§ **Excerpted records**:
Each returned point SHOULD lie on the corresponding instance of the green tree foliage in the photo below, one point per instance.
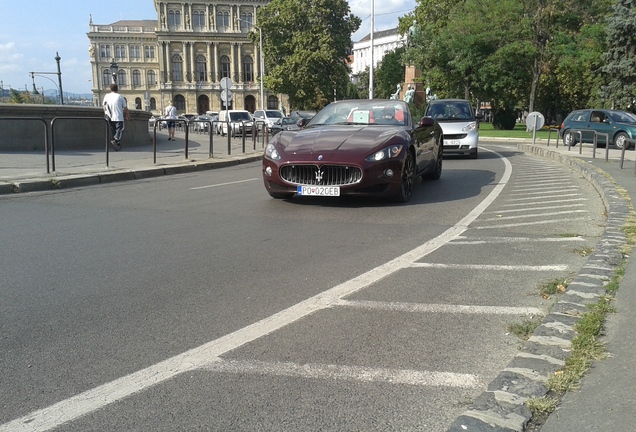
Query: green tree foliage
(388, 74)
(620, 58)
(305, 45)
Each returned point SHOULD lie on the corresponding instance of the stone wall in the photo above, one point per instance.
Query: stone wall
(75, 127)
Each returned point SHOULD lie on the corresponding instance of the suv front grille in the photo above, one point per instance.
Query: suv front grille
(324, 175)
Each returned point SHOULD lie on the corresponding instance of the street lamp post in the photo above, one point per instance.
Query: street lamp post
(260, 48)
(114, 68)
(59, 76)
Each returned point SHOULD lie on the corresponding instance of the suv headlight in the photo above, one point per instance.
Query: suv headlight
(386, 153)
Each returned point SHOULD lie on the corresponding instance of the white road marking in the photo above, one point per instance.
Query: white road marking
(557, 267)
(348, 373)
(443, 308)
(224, 184)
(98, 397)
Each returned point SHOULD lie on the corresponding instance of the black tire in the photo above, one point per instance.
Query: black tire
(437, 172)
(619, 140)
(407, 180)
(281, 195)
(569, 139)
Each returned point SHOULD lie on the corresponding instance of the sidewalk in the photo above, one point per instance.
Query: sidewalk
(606, 400)
(27, 171)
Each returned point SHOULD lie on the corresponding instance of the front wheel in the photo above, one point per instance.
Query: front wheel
(407, 179)
(569, 139)
(620, 140)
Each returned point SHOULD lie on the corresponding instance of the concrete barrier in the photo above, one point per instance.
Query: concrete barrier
(70, 133)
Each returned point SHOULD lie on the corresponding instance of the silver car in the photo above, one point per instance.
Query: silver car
(459, 125)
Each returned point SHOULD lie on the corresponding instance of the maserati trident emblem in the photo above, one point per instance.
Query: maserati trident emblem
(319, 175)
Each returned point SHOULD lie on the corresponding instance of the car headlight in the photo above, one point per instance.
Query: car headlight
(271, 152)
(386, 153)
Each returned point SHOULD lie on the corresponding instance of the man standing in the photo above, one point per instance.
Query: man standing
(171, 113)
(116, 111)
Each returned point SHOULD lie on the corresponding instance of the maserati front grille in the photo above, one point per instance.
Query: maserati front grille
(324, 175)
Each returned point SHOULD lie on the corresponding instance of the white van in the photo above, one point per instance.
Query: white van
(237, 121)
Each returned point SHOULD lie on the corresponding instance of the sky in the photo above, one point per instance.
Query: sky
(32, 34)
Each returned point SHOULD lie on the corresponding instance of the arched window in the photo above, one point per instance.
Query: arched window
(177, 68)
(272, 102)
(152, 78)
(201, 69)
(222, 21)
(199, 19)
(246, 21)
(225, 67)
(136, 77)
(248, 69)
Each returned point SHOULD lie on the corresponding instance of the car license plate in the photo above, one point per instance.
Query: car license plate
(319, 190)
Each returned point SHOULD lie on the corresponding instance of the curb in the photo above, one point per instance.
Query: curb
(501, 408)
(92, 179)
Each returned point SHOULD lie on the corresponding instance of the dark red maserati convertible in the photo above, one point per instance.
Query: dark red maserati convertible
(362, 147)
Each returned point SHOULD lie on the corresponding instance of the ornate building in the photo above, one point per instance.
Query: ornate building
(183, 56)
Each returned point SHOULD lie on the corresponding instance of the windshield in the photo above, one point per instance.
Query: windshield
(240, 116)
(623, 117)
(450, 110)
(275, 114)
(363, 112)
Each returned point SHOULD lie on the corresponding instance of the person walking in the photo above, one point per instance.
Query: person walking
(171, 113)
(116, 111)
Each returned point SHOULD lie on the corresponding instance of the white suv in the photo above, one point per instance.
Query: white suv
(267, 116)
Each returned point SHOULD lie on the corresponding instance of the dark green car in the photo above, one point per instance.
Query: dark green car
(607, 125)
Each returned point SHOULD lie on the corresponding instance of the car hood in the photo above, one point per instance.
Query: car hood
(336, 138)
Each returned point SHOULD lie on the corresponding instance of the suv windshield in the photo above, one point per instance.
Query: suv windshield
(240, 116)
(450, 111)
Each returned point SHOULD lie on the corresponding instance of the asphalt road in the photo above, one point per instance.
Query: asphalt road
(197, 302)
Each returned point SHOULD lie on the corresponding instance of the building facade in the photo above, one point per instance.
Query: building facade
(383, 41)
(182, 57)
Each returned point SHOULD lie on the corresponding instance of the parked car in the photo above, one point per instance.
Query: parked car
(285, 123)
(303, 114)
(354, 147)
(618, 125)
(235, 121)
(202, 125)
(269, 117)
(459, 123)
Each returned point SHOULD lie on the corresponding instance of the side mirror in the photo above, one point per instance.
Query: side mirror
(427, 122)
(302, 122)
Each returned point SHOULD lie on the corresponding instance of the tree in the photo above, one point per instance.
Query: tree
(620, 58)
(305, 45)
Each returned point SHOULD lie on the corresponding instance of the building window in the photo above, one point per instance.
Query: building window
(222, 21)
(107, 77)
(120, 51)
(136, 78)
(152, 78)
(177, 68)
(225, 67)
(272, 102)
(135, 52)
(104, 51)
(201, 69)
(246, 22)
(174, 19)
(248, 69)
(199, 19)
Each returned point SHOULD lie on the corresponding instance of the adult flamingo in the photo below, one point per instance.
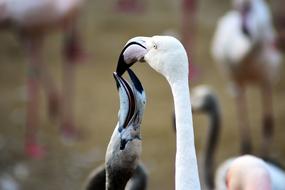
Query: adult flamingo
(167, 56)
(244, 45)
(242, 172)
(33, 20)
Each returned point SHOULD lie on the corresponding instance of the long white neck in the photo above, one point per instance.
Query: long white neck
(186, 172)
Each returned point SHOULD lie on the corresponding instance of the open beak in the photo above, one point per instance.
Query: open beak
(133, 51)
(127, 101)
(131, 98)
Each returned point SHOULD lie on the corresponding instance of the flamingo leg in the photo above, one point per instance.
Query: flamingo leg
(72, 54)
(268, 121)
(243, 121)
(32, 147)
(188, 31)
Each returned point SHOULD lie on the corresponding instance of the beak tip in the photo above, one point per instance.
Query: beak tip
(115, 75)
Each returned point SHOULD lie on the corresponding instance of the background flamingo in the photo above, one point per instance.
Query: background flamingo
(33, 20)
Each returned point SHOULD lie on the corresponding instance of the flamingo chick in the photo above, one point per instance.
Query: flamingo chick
(33, 20)
(124, 149)
(167, 56)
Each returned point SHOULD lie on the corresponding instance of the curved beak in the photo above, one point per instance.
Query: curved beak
(132, 103)
(127, 101)
(134, 51)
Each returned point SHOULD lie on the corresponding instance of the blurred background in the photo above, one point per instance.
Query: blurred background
(105, 28)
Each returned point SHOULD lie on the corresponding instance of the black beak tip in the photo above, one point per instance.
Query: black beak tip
(115, 75)
(135, 81)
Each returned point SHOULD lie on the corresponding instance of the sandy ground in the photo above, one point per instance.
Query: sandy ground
(104, 32)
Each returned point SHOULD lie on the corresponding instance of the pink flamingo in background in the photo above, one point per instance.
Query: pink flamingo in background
(130, 5)
(33, 20)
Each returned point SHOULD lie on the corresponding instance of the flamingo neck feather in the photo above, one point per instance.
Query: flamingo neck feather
(186, 172)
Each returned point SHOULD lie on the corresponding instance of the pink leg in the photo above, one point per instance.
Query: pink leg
(243, 121)
(188, 31)
(268, 121)
(130, 5)
(72, 53)
(32, 147)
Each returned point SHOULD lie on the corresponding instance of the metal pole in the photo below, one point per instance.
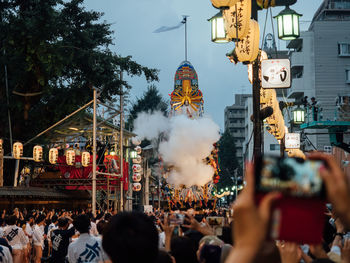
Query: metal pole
(16, 173)
(256, 95)
(121, 143)
(94, 155)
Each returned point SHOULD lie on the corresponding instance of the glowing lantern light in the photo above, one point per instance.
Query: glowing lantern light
(241, 11)
(298, 116)
(223, 4)
(138, 149)
(53, 155)
(17, 150)
(288, 24)
(85, 159)
(136, 141)
(70, 157)
(218, 32)
(136, 177)
(136, 168)
(247, 49)
(137, 160)
(136, 187)
(37, 153)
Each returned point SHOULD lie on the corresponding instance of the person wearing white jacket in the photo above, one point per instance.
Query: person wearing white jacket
(38, 238)
(16, 238)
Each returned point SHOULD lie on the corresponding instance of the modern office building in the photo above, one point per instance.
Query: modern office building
(320, 61)
(235, 123)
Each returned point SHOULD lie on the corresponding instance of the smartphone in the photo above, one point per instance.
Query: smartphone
(215, 220)
(298, 215)
(176, 219)
(291, 176)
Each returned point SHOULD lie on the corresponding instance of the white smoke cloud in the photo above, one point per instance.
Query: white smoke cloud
(150, 126)
(189, 141)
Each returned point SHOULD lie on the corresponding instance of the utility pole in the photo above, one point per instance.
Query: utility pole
(121, 143)
(256, 95)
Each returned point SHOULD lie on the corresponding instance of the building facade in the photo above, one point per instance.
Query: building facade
(320, 61)
(235, 123)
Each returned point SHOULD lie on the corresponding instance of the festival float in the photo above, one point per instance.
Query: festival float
(187, 99)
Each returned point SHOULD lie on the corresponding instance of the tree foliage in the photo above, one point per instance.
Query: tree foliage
(227, 160)
(150, 101)
(55, 52)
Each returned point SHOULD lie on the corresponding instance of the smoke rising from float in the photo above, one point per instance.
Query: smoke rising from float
(187, 143)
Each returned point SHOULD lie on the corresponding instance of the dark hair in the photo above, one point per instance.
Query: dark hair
(82, 223)
(163, 257)
(101, 225)
(131, 237)
(11, 220)
(62, 222)
(54, 218)
(210, 254)
(183, 250)
(40, 219)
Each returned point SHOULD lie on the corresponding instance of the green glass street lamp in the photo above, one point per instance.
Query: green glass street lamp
(133, 154)
(299, 115)
(288, 24)
(218, 32)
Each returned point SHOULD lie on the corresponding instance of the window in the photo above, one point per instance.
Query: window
(274, 147)
(297, 72)
(347, 78)
(344, 49)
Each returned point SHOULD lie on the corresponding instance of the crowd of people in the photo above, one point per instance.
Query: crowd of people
(238, 234)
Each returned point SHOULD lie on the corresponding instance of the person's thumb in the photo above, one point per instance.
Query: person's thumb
(265, 205)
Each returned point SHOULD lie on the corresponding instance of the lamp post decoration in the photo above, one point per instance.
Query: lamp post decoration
(237, 19)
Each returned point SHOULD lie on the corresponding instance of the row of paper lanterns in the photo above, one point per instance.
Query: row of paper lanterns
(238, 27)
(137, 170)
(53, 155)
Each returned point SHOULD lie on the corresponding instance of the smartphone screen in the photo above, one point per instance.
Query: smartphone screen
(291, 176)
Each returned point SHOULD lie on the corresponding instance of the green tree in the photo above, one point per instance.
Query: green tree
(54, 52)
(227, 161)
(150, 101)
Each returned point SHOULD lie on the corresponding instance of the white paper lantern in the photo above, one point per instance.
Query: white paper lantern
(137, 160)
(136, 177)
(85, 159)
(136, 168)
(138, 149)
(70, 157)
(247, 49)
(17, 150)
(136, 187)
(240, 12)
(53, 155)
(37, 153)
(223, 3)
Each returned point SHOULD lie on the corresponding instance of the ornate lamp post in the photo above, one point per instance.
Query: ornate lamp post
(288, 24)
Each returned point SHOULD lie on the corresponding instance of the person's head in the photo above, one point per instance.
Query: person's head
(164, 257)
(183, 250)
(82, 223)
(209, 254)
(101, 225)
(54, 219)
(63, 223)
(131, 237)
(40, 220)
(11, 220)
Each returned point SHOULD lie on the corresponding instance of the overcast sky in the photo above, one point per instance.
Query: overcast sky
(133, 22)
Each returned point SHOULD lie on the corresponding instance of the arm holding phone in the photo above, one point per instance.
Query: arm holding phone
(250, 221)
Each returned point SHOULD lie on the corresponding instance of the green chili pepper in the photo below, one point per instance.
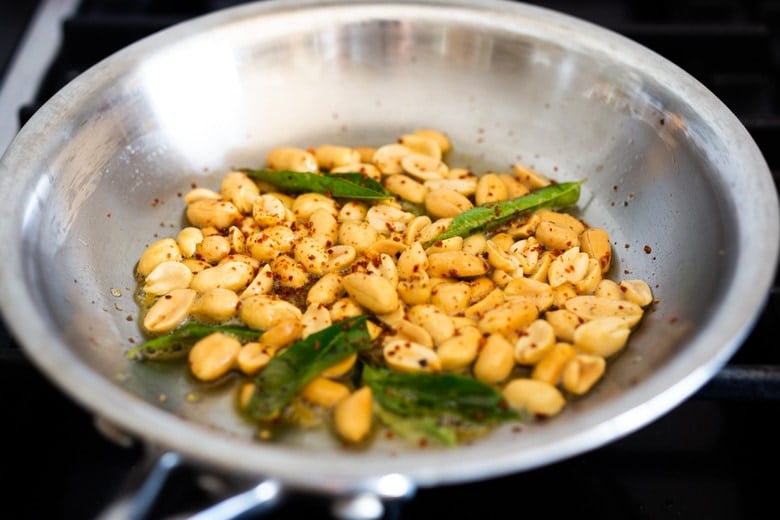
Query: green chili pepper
(290, 370)
(178, 343)
(426, 394)
(337, 185)
(487, 216)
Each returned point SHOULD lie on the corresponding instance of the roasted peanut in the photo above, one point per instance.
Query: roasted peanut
(534, 396)
(324, 392)
(550, 367)
(215, 305)
(239, 189)
(373, 292)
(602, 336)
(535, 341)
(406, 356)
(446, 203)
(595, 242)
(263, 312)
(253, 357)
(213, 356)
(582, 372)
(460, 350)
(495, 361)
(218, 213)
(353, 415)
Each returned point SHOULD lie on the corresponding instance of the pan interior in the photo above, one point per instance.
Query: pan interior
(665, 166)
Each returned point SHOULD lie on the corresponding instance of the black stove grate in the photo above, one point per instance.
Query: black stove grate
(702, 460)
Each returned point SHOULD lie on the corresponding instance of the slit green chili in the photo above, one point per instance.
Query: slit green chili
(488, 216)
(338, 185)
(290, 370)
(177, 343)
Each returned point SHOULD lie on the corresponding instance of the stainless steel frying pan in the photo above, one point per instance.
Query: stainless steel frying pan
(97, 173)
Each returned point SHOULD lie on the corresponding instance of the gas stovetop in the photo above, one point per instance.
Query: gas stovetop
(705, 459)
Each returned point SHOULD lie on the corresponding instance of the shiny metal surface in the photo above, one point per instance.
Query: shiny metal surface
(98, 172)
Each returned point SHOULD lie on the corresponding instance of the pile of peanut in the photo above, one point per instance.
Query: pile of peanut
(527, 308)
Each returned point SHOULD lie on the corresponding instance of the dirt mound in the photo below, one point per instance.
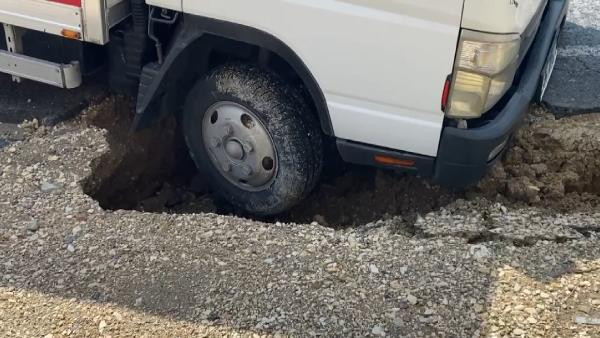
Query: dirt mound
(553, 163)
(364, 195)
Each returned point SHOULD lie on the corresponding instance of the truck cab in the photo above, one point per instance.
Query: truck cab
(261, 88)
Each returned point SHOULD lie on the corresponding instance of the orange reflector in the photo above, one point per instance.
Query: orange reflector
(388, 160)
(69, 34)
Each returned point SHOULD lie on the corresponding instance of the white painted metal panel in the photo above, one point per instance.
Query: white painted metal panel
(59, 75)
(41, 15)
(381, 63)
(500, 16)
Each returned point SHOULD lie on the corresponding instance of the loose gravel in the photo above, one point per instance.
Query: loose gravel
(475, 264)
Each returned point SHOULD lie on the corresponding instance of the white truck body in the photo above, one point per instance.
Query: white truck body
(436, 87)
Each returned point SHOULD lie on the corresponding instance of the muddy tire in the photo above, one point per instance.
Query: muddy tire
(254, 138)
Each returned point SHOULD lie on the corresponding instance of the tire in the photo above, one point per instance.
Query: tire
(286, 135)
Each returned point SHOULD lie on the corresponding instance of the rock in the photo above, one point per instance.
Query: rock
(76, 230)
(412, 300)
(33, 225)
(587, 320)
(518, 332)
(480, 252)
(48, 187)
(378, 330)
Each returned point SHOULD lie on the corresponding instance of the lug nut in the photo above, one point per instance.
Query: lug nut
(228, 130)
(226, 167)
(248, 147)
(216, 142)
(246, 170)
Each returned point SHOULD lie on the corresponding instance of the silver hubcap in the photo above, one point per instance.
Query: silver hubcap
(239, 145)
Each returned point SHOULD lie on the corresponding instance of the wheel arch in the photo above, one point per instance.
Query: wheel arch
(193, 42)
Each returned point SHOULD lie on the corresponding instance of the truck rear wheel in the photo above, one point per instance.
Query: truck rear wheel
(254, 138)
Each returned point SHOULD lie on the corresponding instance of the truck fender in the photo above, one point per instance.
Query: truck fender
(156, 80)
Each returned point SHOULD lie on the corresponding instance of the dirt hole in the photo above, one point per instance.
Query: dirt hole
(151, 171)
(553, 164)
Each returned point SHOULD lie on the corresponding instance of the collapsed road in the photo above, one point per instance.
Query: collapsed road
(100, 237)
(517, 255)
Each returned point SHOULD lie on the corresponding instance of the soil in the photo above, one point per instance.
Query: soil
(552, 164)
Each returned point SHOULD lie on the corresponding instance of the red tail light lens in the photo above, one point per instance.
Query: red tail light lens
(446, 93)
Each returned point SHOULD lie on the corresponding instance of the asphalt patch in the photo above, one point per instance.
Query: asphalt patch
(30, 100)
(574, 86)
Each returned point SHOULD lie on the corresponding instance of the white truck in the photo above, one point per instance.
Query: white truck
(434, 87)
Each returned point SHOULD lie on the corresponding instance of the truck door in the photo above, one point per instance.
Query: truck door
(170, 4)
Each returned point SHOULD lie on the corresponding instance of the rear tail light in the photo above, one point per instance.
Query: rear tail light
(446, 93)
(485, 68)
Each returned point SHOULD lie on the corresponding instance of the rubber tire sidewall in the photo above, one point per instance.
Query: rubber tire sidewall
(280, 113)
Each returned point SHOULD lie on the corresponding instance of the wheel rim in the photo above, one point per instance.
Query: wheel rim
(239, 146)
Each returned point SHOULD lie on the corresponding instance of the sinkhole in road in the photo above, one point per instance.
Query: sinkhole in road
(552, 164)
(151, 171)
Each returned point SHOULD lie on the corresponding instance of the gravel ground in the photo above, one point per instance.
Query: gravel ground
(369, 254)
(476, 266)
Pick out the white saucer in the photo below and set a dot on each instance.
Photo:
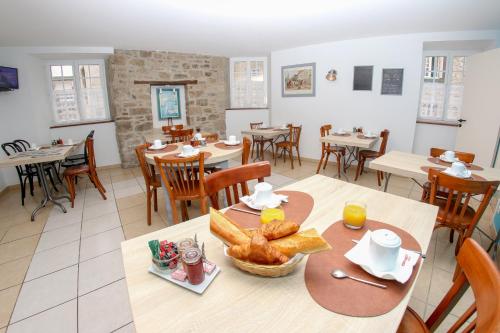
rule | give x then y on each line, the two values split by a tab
231	143
276	200
157	148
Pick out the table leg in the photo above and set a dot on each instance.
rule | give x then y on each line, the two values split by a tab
46	192
386	183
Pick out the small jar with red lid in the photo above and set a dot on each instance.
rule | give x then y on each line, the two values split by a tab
193	264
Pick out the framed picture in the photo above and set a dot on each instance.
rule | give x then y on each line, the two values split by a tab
392	81
168	102
298	80
363	76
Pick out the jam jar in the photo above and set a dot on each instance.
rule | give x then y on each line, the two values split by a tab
193	265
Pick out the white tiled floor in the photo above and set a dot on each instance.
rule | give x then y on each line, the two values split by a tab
64	272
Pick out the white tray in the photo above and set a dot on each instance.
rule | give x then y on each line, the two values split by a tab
199	288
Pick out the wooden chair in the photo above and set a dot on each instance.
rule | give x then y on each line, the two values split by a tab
363	155
327	149
228	179
152	180
259	141
88	169
436	152
183	178
181	135
481	274
454	210
288	144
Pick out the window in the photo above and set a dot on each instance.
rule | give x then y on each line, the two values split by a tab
442	87
248	81
78	91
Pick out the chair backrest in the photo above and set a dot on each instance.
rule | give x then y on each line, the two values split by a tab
383	145
181	135
460	191
480	273
181	175
245	155
146	168
228	179
462	156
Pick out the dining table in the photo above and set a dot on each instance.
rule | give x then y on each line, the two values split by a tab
353	141
414	166
237	301
38	158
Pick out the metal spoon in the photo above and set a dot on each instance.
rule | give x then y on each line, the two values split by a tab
340	274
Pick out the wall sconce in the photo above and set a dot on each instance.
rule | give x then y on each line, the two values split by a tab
331	75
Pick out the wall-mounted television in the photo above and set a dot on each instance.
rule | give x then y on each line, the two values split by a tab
8	78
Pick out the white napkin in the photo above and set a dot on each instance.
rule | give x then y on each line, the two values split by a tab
359	255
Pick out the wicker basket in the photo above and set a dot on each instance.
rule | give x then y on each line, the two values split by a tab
269	270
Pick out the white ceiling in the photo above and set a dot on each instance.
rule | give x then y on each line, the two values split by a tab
231	27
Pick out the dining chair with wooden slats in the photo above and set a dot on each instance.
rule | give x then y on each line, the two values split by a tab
183	179
327	149
363	155
454	210
286	146
151	179
436	152
479	272
230	178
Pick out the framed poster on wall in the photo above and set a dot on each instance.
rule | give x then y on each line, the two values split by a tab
363	77
298	80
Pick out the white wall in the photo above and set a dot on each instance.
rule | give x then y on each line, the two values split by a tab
26	113
337	103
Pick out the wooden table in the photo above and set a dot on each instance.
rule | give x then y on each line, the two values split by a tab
352	144
268	133
54	154
409	165
241	302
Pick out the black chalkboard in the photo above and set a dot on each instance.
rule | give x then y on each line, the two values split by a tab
363	76
392	81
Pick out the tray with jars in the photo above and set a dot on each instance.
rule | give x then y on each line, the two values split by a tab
182	263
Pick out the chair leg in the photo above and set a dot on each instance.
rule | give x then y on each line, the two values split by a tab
320	160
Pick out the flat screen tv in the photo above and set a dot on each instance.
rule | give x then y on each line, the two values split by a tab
8	78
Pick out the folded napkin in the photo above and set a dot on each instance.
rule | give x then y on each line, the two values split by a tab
360	255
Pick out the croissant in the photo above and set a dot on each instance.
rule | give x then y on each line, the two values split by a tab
258	251
274	229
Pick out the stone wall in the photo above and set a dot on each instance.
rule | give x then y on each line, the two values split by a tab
131	103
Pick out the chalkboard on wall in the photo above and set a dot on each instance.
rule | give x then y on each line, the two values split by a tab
363	76
392	81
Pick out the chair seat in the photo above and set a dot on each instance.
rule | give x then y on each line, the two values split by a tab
369	153
460	222
412	323
76	170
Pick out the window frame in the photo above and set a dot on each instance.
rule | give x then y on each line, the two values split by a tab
232	61
76	75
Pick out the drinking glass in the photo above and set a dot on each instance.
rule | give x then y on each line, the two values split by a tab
354	214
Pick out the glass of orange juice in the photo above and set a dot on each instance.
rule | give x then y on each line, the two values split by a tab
354	214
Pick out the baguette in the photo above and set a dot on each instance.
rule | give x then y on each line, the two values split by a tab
226	230
308	241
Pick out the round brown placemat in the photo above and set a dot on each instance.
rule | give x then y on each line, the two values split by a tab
167	149
346	296
297	209
222	145
473	176
437	160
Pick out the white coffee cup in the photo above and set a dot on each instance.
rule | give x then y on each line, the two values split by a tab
187	150
157	143
449	155
459	169
263	193
384	249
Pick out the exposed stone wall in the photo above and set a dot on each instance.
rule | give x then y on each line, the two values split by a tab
131	103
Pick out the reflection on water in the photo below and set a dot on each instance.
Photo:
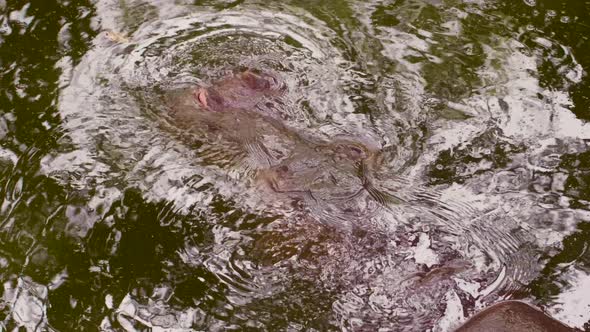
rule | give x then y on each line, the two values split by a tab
340	165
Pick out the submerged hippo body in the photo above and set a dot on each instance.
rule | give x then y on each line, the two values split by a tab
513	316
236	115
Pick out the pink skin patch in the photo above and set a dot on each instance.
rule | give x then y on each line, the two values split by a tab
201	95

§ **Your assignment**: Which lines hold the word "wooden"? Copy each of them from the records.

§ **Task solution**:
Pick out the wooden chair in the photo above and set a dot on each instance.
Pick out the dining chair with wooden slats in the photo above and set a dot on each instance.
Pick out the wooden table in the photo above and set a dot on each instance.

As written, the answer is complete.